Reproduce the listing exactly, with no pictures in your copy.

:: Records to use

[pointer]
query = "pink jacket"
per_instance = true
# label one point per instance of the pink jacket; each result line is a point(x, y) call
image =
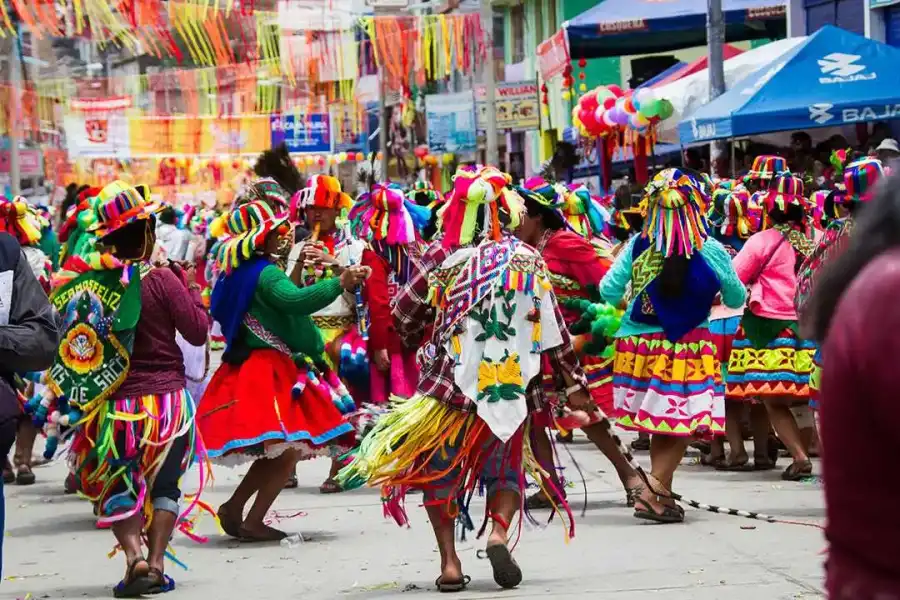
point(772, 292)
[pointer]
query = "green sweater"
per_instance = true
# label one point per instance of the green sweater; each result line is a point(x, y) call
point(284, 310)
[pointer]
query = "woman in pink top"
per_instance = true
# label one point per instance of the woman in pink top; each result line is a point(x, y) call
point(769, 362)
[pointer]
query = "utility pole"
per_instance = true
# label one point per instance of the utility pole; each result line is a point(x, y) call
point(15, 112)
point(715, 40)
point(492, 155)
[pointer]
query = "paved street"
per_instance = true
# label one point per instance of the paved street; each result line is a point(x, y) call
point(53, 551)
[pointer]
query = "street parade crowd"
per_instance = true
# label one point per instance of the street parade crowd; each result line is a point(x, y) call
point(444, 343)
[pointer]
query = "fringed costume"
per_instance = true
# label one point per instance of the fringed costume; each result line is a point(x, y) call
point(273, 390)
point(494, 316)
point(666, 376)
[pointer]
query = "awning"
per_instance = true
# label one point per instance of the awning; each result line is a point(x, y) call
point(833, 78)
point(626, 27)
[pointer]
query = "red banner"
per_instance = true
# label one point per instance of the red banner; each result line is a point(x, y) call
point(553, 55)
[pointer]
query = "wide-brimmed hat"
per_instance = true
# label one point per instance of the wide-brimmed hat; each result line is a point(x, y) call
point(860, 178)
point(247, 226)
point(120, 204)
point(767, 167)
point(786, 190)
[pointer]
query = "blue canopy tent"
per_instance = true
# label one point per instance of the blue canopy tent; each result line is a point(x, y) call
point(833, 78)
point(626, 27)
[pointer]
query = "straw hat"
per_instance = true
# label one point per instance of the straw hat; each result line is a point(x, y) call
point(248, 226)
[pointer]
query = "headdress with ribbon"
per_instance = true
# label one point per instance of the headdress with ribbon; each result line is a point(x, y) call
point(860, 178)
point(480, 190)
point(248, 226)
point(22, 220)
point(676, 220)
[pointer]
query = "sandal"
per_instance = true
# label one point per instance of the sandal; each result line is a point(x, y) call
point(228, 523)
point(134, 585)
point(744, 466)
point(24, 476)
point(452, 586)
point(330, 487)
point(160, 582)
point(670, 514)
point(797, 471)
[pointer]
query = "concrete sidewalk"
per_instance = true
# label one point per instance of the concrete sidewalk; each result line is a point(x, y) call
point(53, 551)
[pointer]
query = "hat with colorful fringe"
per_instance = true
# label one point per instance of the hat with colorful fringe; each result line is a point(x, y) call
point(474, 188)
point(120, 204)
point(386, 215)
point(583, 214)
point(767, 167)
point(265, 190)
point(424, 194)
point(860, 178)
point(324, 191)
point(730, 204)
point(676, 213)
point(248, 226)
point(786, 190)
point(22, 220)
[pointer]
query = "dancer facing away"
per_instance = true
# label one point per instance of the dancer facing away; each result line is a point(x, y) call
point(28, 339)
point(273, 399)
point(138, 435)
point(325, 253)
point(480, 375)
point(770, 362)
point(576, 268)
point(665, 354)
point(20, 219)
point(853, 312)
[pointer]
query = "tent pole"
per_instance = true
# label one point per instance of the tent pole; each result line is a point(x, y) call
point(715, 40)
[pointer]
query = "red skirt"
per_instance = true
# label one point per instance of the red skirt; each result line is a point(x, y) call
point(254, 411)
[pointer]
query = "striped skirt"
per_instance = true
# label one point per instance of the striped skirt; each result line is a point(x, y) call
point(780, 369)
point(672, 388)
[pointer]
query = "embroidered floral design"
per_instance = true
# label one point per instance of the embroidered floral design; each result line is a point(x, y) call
point(81, 350)
point(500, 380)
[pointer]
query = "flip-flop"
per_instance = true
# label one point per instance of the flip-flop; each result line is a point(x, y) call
point(669, 514)
point(330, 487)
point(161, 583)
point(136, 586)
point(452, 586)
point(507, 573)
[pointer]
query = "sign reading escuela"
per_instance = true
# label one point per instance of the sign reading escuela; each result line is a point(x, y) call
point(516, 106)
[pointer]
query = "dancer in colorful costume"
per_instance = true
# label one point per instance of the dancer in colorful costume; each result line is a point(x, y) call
point(665, 354)
point(770, 363)
point(389, 225)
point(22, 221)
point(326, 252)
point(122, 374)
point(860, 179)
point(273, 401)
point(576, 267)
point(494, 316)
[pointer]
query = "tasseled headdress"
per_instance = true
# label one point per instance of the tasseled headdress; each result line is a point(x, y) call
point(475, 188)
point(676, 220)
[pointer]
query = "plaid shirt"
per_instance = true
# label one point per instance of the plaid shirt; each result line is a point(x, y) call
point(413, 313)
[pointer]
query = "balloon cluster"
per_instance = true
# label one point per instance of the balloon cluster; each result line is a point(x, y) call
point(608, 109)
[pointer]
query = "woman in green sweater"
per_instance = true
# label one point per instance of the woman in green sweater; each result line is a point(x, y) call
point(273, 401)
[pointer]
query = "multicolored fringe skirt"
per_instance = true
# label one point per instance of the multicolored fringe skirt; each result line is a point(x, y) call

::::

→ Solution for this exercise
[pointer]
query = "pink jacket"
per_instance = true
# label one point per instance of the pink jacket; each result line is a point(x, y) call
image =
point(772, 292)
[pointer]
query = "green sweater"
per_instance = true
# label one point per instance of the green sweater; each result line is a point(x, y) call
point(284, 310)
[pointer]
query = "woman in pink top"
per_instance = true
# label one point per instance of the woman in pink top; each result line is a point(x, y) call
point(769, 362)
[pointer]
query = "utility pole"
per_instance = true
# label one point per instance of the utility pole; each result line is a point(x, y) call
point(15, 112)
point(715, 40)
point(492, 155)
[pointer]
query = "paved street"
per_instance = true
# label one point per instance of the paved street; each result line is a point(x, y) call
point(53, 551)
[pointer]
query = "street parade crowd"
per_instance = true
# label one point per instance of the street parade crowd; each result line is a point(x, y) call
point(444, 343)
[pointer]
query = "fringed costume"
per_instance = true
# label one point per instance of the fringed costume; each result line is a point(x, y) call
point(273, 390)
point(494, 316)
point(666, 376)
[pointer]
query = "awning"
per_instance = true
# label one point per instance of the awning; each result line is a point(x, y) call
point(833, 78)
point(626, 27)
[pointer]
query = "red banner"
per_instance = true
# label one point per instance of the red banner; each result line is a point(x, y) call
point(553, 55)
[pointer]
query = "wide-brimmed hat"
per_instance = true
# label one point per instance of the wide-brimmed hat; each result line is a point(x, y) call
point(860, 178)
point(247, 226)
point(120, 204)
point(767, 167)
point(786, 190)
[pointer]
query = "blue canopy tent"
per_instance = true
# label one point per instance of the blue canopy tent; each result line is a point(x, y) call
point(833, 78)
point(626, 27)
[pointer]
query = "straw hat"
per_instance = true
# label one point per instance of the straw hat; each result line is a point(x, y) call
point(248, 226)
[pointer]
query = "headdress with ribbon"
per_instance = true
# label one point per instance of the headdress with ribbon; each result line is a point(x, y) call
point(860, 178)
point(480, 190)
point(248, 226)
point(22, 220)
point(676, 220)
[pointer]
query = "sandal"
per_instance = true
# label one point per instance of the sandal; each result line is a point(x, y) call
point(228, 523)
point(134, 585)
point(744, 466)
point(24, 476)
point(452, 586)
point(330, 487)
point(160, 582)
point(670, 514)
point(797, 471)
[pointer]
query = "concrete sidewalk"
per_instance = true
# label one point per instance of the concrete sidewalk; each result line is a point(x, y) call
point(53, 551)
[pointer]
query = "hat with colorful fringe"
per_instance = true
# label one point per instance of the hat with colorful fringe; each result line is a point(x, y) call
point(474, 188)
point(120, 204)
point(386, 215)
point(583, 214)
point(767, 167)
point(265, 190)
point(424, 194)
point(860, 178)
point(324, 191)
point(730, 204)
point(676, 213)
point(248, 226)
point(786, 190)
point(22, 220)
[pointer]
query = "dancer facing away"
per_instance = true
# label one point per instance of the dancer facing away; each result line is a point(x, y) call
point(28, 339)
point(273, 399)
point(138, 435)
point(325, 253)
point(480, 375)
point(770, 362)
point(576, 268)
point(665, 354)
point(20, 219)
point(853, 312)
[pointer]
query = "tent pole"
per_instance = true
# label one point per instance of the tent pole; each result line is a point(x, y) call
point(715, 40)
[pointer]
query = "red skirt"
per_instance = true
# label one point per instance of the red skirt; each result line is a point(x, y) call
point(254, 411)
[pointer]
query = "striped skirt"
per_instance = true
# label one point per instance of the striped skirt; each result line is a point(x, y) call
point(780, 369)
point(672, 388)
[pointer]
query = "embroidered floral design"
per_instance = true
# label one point per instance of the embroidered floral design; each result line is a point(x, y) call
point(81, 350)
point(500, 380)
[pointer]
query = "flip-flop"
per_instance = true
# label one point per instance of the flip-flop; each result line is a point(x, y) call
point(669, 514)
point(330, 487)
point(161, 583)
point(136, 586)
point(452, 586)
point(507, 573)
[pointer]
query = "sign reading escuela"
per_instance = true
# label one point per instance of the sign reading escuela; each result line is a point(x, y) call
point(516, 106)
[pointer]
query = "dancer in colorful costume"
per_instance = true
# label one point per instance of the dancer in colorful costume; each result line is a point(x, y) call
point(665, 354)
point(770, 363)
point(389, 225)
point(22, 221)
point(326, 252)
point(122, 374)
point(860, 179)
point(273, 401)
point(576, 267)
point(494, 316)
[pointer]
query = "tasseled headdress"
per_instance = true
# label one point per instance of the tasseled headdress; each result line is a point(x, y) call
point(475, 188)
point(676, 220)
[pointer]
query = "plaid shirt"
per_instance = true
# label one point per instance of the plaid shirt; each result line is a point(x, y) call
point(413, 313)
[pointer]
query = "balloon cluster"
per_instance = true
# label one point per instance of the balloon cluster; each result line is a point(x, y) call
point(608, 109)
[pointer]
query = "woman in green sweater"
per_instance = true
# label one point per instance of the woman in green sweater; each result line is a point(x, y) call
point(273, 401)
[pointer]
query = "multicolored fringe skirt"
per_instance = true
# label one point per instance of the multicolored fringe skirt; each result line is a point(x, y) call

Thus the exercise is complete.